Schriftelijke opdracht
Schrijf de rijen opnieuw over, van de regel met "Could you point at the green blurred" tot en met het einde van de rijen. Beide grenzen horen erbij.

(Aanwijsgegevens voor objecten op foto's)
------------------------------

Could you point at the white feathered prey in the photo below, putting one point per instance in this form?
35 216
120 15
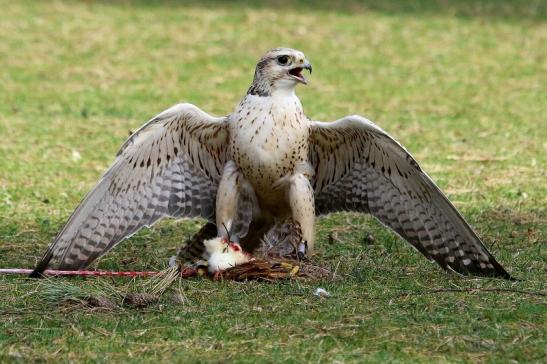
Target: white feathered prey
264 163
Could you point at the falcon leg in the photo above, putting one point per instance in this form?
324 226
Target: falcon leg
235 204
302 204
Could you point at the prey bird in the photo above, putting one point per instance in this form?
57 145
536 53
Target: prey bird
265 163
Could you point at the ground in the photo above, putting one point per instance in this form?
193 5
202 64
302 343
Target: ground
460 83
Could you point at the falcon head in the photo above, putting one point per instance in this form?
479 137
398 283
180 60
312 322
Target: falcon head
279 69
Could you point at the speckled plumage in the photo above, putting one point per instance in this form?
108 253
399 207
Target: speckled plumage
263 164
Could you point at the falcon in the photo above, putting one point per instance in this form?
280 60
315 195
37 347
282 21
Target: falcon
263 164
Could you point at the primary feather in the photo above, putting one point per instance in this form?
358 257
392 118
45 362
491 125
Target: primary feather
265 163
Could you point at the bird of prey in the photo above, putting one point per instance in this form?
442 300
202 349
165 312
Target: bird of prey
264 163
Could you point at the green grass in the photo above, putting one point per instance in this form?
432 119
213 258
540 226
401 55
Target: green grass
461 84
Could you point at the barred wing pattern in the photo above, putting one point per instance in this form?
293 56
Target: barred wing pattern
171 166
359 167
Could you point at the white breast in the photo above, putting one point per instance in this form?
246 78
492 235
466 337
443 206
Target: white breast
269 137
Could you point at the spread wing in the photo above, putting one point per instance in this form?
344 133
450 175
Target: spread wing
171 166
359 167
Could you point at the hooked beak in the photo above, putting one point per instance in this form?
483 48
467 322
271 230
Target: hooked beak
296 72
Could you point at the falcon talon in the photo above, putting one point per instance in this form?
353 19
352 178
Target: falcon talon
263 163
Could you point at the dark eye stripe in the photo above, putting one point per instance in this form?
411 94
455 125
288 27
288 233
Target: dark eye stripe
283 60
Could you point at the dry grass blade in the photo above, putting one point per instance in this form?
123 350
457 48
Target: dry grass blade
161 282
94 293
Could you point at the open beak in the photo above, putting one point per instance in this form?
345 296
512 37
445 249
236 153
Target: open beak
296 72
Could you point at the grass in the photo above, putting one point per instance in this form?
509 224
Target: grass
461 84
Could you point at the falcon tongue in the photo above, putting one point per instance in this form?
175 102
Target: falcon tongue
297 73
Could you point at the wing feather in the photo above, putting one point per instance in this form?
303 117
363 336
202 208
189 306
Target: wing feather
359 167
169 167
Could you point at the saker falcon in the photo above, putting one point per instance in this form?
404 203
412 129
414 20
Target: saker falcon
264 163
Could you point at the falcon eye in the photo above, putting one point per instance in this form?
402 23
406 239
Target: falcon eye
283 60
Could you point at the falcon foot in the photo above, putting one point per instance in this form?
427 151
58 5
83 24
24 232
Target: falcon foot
302 250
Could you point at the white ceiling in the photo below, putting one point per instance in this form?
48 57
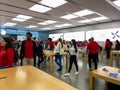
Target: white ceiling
9 9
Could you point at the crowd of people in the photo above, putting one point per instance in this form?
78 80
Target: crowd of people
31 50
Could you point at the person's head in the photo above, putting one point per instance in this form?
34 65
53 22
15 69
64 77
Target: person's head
14 39
49 39
60 40
34 38
7 42
92 39
29 35
73 43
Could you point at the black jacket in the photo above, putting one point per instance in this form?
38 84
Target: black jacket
22 52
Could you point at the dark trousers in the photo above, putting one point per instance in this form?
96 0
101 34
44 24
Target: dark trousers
40 60
73 59
93 57
58 61
108 52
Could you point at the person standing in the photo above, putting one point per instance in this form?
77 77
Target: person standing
73 57
40 53
7 53
50 44
108 48
117 45
28 51
92 50
59 49
16 47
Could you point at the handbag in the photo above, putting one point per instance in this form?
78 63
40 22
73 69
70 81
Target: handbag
57 53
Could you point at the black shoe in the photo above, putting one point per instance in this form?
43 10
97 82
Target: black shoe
59 69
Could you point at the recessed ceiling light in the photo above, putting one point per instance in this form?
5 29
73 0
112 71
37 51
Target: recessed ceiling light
18 19
83 12
45 28
10 24
99 18
69 16
39 8
63 25
85 21
50 21
23 17
47 22
31 26
53 3
117 2
43 23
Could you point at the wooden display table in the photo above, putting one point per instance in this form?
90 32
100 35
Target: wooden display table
51 55
117 53
30 78
84 53
101 74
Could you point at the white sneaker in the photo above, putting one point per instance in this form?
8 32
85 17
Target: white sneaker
76 73
67 74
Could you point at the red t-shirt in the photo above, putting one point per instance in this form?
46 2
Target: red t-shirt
107 44
93 47
50 44
29 49
7 57
1 47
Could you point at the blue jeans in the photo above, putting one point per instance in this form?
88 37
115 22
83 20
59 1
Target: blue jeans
58 61
3 67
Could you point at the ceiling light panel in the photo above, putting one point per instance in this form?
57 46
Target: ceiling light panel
85 21
47 22
117 3
10 24
53 3
83 12
63 25
23 17
39 8
31 26
99 18
18 19
69 16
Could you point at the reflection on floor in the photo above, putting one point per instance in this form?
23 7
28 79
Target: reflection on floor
81 81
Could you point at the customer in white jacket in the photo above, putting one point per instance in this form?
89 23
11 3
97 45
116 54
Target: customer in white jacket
73 57
59 49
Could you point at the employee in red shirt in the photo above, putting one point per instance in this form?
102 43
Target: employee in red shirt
50 44
92 50
28 51
6 53
108 47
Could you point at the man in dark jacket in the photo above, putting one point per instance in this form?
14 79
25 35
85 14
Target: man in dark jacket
28 51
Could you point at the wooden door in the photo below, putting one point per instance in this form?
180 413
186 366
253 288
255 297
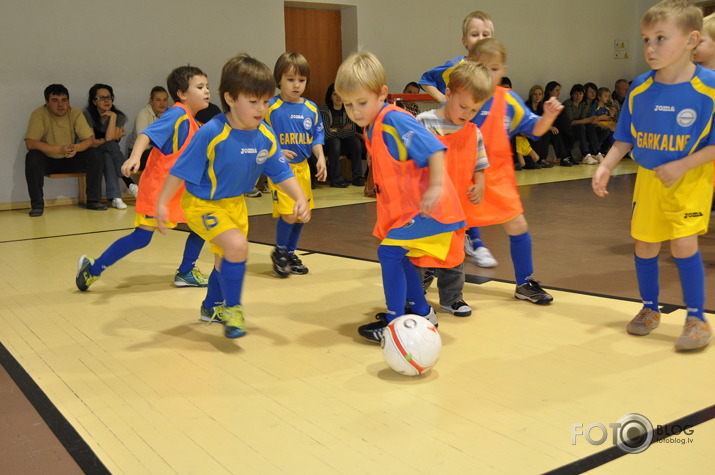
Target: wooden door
316 34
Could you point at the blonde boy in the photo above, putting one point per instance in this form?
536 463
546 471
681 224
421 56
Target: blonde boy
667 121
465 160
417 206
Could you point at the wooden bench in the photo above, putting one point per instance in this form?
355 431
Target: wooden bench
81 184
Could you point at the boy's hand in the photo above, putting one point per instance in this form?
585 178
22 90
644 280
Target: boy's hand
322 169
429 198
475 193
670 172
600 181
302 210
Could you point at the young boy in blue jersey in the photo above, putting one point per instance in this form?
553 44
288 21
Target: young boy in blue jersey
667 119
476 26
169 135
417 206
223 162
299 127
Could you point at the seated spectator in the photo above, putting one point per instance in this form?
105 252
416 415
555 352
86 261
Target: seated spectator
340 139
411 88
52 139
157 105
108 124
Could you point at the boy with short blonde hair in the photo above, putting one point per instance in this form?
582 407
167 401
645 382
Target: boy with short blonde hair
469 87
417 206
667 119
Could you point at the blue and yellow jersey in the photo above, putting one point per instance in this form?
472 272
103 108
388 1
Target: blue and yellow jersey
169 132
407 139
666 122
298 126
439 76
223 162
518 119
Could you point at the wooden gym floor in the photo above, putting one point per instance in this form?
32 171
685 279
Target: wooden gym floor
125 379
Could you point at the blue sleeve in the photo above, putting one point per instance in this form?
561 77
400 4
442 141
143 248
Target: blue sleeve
407 139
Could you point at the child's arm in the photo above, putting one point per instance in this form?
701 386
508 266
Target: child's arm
552 108
603 173
171 186
476 191
134 161
671 172
322 169
434 190
292 188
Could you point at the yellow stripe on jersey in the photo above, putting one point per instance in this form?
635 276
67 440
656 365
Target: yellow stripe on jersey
178 123
211 155
401 150
699 86
518 112
275 106
642 88
267 132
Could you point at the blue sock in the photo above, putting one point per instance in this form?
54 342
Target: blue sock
415 292
521 257
283 234
214 296
138 239
192 249
294 236
232 281
692 279
394 282
476 236
647 272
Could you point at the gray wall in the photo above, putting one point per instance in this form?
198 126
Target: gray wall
134 45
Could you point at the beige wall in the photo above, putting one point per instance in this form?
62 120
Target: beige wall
133 47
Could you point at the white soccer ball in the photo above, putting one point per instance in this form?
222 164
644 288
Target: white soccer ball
411 345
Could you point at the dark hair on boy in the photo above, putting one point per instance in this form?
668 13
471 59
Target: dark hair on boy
179 78
56 90
291 61
244 74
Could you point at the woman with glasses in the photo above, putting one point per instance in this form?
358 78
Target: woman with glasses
108 124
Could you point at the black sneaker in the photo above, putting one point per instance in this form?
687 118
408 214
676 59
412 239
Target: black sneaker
296 265
533 292
373 331
281 264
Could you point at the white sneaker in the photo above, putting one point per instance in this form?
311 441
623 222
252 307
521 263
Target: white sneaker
484 258
119 204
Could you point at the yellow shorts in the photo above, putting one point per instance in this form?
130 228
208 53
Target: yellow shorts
146 220
523 147
661 214
284 204
209 218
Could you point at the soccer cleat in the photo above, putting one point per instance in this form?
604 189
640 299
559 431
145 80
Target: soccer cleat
296 265
232 317
532 291
84 279
643 323
696 335
373 331
118 203
427 279
281 263
484 258
211 314
192 278
458 309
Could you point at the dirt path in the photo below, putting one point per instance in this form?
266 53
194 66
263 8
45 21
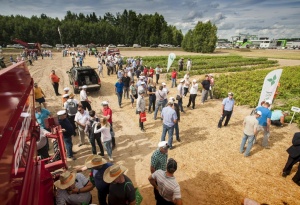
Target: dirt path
210 168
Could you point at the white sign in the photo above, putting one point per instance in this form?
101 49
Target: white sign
269 87
171 58
294 109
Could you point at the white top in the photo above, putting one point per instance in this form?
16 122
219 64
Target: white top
83 95
168 187
194 88
63 197
166 91
180 90
82 118
70 100
105 133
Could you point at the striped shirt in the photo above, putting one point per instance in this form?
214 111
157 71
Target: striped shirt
168 187
159 160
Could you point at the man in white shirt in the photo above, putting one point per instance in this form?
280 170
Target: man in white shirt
180 93
165 89
81 119
189 65
84 99
193 94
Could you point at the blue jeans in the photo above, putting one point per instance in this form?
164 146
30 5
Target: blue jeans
120 98
250 139
174 82
176 127
157 106
170 131
68 145
180 104
108 148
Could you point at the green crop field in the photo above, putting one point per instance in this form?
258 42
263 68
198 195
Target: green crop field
246 80
214 64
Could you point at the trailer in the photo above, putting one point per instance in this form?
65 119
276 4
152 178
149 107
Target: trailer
30 47
25 179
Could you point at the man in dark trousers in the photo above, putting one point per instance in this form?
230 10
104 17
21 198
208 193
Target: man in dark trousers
227 109
294 157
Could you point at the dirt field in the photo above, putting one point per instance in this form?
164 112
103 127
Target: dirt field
210 168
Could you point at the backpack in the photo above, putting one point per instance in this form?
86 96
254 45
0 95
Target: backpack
72 108
91 128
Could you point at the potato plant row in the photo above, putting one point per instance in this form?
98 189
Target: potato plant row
247 87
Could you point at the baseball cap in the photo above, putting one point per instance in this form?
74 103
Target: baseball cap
269 102
171 165
104 103
258 113
163 144
61 112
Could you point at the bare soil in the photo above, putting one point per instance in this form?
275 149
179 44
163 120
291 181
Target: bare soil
210 168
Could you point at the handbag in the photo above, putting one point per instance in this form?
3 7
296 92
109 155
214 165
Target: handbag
138 196
143 116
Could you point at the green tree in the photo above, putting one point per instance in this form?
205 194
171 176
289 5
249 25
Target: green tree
202 38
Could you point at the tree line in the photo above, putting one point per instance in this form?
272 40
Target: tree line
201 39
125 28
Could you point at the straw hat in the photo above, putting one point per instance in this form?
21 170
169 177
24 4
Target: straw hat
113 172
94 161
66 179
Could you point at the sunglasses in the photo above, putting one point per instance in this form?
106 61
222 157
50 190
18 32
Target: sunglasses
166 147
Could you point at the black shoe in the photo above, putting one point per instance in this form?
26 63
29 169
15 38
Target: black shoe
101 154
284 174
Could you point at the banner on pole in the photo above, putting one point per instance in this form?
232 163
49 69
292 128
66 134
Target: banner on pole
269 87
59 31
171 58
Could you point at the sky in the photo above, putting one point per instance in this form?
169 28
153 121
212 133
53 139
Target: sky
264 18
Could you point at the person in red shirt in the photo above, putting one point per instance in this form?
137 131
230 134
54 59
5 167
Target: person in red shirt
107 113
174 77
151 72
55 81
145 71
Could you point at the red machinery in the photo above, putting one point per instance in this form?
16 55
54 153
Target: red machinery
24 179
30 47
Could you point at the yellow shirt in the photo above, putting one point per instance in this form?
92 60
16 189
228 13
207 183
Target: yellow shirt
38 93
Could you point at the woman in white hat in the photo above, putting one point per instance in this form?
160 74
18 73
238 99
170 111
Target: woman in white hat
105 136
98 165
73 188
121 190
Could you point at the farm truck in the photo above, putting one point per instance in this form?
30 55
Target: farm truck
30 47
25 179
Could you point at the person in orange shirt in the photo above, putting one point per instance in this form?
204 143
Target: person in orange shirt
55 82
66 90
39 95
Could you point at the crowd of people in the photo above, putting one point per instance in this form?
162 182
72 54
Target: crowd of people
135 82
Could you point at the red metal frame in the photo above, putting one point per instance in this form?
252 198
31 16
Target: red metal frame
24 180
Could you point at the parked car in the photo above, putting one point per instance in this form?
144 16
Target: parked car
153 46
111 46
46 46
137 46
80 76
18 46
59 46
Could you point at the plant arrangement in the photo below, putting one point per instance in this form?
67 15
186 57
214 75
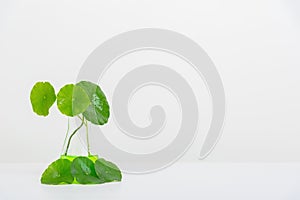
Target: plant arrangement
86 101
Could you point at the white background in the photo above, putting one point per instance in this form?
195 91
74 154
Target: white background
254 44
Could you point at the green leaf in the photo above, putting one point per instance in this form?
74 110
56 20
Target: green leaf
83 169
58 172
72 100
98 111
107 171
42 97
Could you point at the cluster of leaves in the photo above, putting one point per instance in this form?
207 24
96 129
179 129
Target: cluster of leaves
88 100
84 98
81 170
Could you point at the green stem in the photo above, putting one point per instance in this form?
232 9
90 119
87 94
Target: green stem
65 140
87 137
74 132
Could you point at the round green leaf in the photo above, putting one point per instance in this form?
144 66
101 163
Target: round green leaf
107 171
58 172
98 111
72 100
83 169
42 97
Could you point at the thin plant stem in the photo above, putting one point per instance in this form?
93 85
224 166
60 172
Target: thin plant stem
74 132
87 137
67 133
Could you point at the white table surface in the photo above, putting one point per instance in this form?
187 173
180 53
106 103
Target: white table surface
181 181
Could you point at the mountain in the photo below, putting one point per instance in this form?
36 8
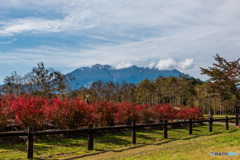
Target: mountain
84 76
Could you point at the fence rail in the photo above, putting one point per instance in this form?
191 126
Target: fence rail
90 130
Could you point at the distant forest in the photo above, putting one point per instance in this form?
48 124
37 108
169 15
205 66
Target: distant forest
219 95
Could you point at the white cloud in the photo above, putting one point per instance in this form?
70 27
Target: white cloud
134 32
169 64
186 64
8 42
166 64
123 65
152 65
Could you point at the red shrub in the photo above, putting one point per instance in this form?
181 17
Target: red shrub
104 113
127 112
145 113
28 111
68 113
190 112
161 112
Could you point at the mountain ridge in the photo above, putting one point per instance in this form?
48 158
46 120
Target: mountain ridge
84 76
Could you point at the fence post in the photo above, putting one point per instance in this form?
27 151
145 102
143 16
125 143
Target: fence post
90 137
190 126
30 144
164 129
226 122
133 133
210 123
236 120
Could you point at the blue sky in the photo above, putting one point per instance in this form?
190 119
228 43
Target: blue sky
67 34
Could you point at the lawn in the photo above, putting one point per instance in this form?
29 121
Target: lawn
150 145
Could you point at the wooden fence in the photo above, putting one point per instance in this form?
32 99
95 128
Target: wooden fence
90 131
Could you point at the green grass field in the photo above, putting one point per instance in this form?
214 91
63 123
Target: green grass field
150 145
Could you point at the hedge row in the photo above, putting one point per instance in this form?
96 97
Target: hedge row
41 113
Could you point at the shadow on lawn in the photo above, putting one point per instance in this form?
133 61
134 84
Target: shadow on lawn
121 150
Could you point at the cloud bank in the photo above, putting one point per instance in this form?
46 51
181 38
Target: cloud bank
169 64
75 33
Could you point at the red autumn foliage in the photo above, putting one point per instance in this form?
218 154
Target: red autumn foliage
68 113
28 110
41 112
104 113
127 112
165 111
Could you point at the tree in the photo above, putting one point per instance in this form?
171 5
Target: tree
224 78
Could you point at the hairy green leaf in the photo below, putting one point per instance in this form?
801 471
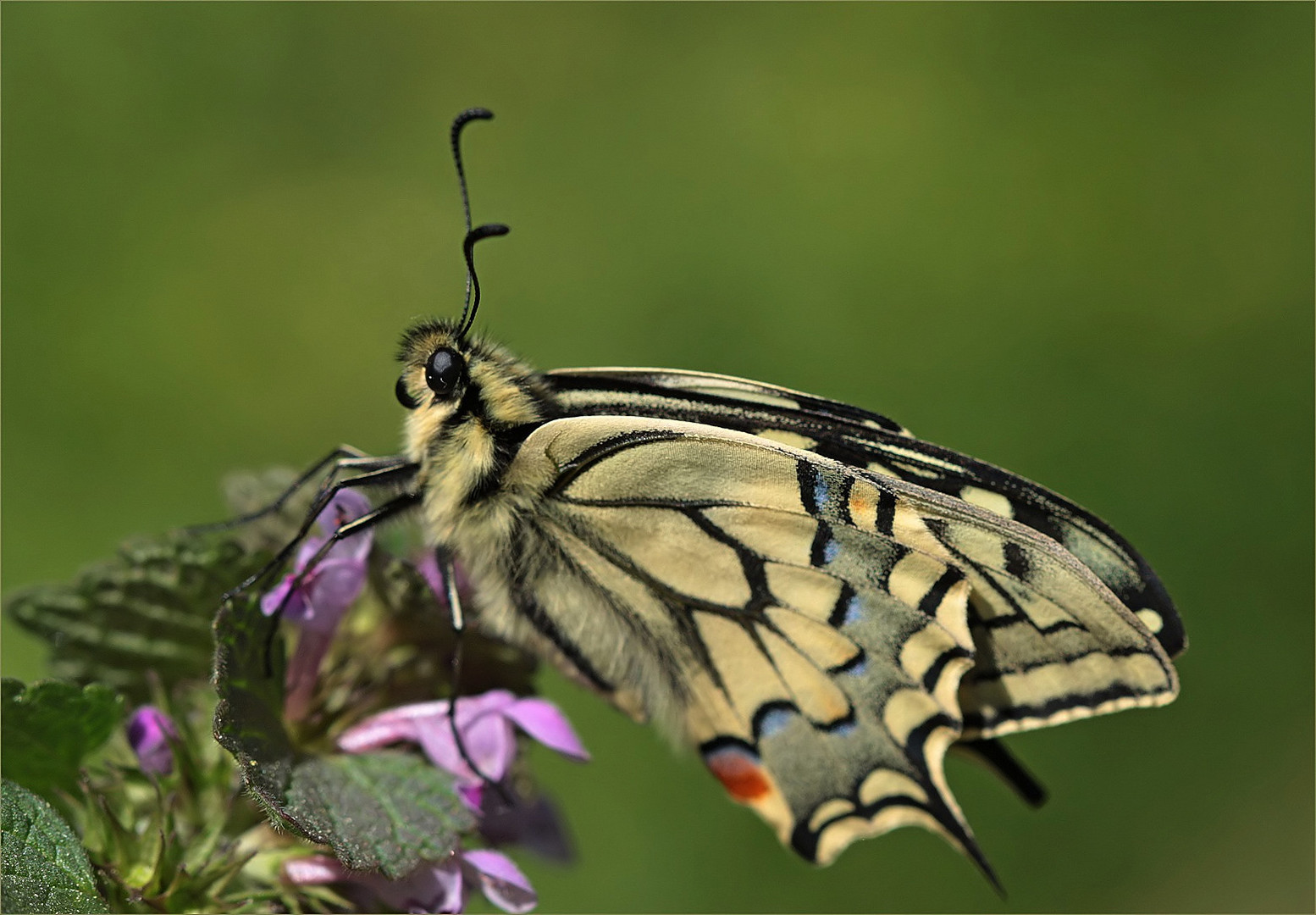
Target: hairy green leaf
149 608
382 812
50 727
45 868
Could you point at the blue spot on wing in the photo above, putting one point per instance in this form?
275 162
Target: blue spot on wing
819 492
853 610
831 551
771 719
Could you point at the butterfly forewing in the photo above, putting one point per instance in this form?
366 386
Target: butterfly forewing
805 623
1011 631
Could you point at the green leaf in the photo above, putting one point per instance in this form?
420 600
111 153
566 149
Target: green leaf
380 812
150 608
50 727
45 868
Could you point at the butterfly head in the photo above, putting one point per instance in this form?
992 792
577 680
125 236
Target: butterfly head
462 390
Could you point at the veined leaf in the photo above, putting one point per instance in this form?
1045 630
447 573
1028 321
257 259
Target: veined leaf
45 868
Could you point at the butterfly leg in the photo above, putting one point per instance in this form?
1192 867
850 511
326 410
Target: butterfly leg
458 619
345 458
390 473
368 520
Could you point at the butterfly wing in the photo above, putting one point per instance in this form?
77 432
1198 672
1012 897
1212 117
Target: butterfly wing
878 444
802 622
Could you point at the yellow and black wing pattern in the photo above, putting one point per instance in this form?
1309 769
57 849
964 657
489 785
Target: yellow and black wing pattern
808 623
1011 637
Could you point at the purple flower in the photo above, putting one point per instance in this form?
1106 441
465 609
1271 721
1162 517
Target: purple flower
432 888
484 723
335 584
323 596
149 732
434 575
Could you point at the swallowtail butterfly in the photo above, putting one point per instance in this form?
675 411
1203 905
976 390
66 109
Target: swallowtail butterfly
816 601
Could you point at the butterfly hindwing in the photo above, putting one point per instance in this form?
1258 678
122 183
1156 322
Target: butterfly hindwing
805 623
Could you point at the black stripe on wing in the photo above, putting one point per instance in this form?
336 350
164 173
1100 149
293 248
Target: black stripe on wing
861 439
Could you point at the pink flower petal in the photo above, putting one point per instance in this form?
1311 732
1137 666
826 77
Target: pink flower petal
315 869
501 881
432 888
489 744
469 707
330 591
544 722
149 731
271 601
390 727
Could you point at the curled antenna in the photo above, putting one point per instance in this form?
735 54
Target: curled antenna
487 230
473 283
458 123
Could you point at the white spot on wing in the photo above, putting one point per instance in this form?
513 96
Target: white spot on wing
993 502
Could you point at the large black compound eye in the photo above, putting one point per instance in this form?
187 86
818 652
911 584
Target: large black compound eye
442 371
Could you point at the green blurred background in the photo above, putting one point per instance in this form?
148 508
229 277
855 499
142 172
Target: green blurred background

------------------------------

Uitwerking opdracht
Could you point at the green blurred background in the photo above, putting one point per instance in this form?
148 508
229 277
855 499
142 172
Target: green blurred background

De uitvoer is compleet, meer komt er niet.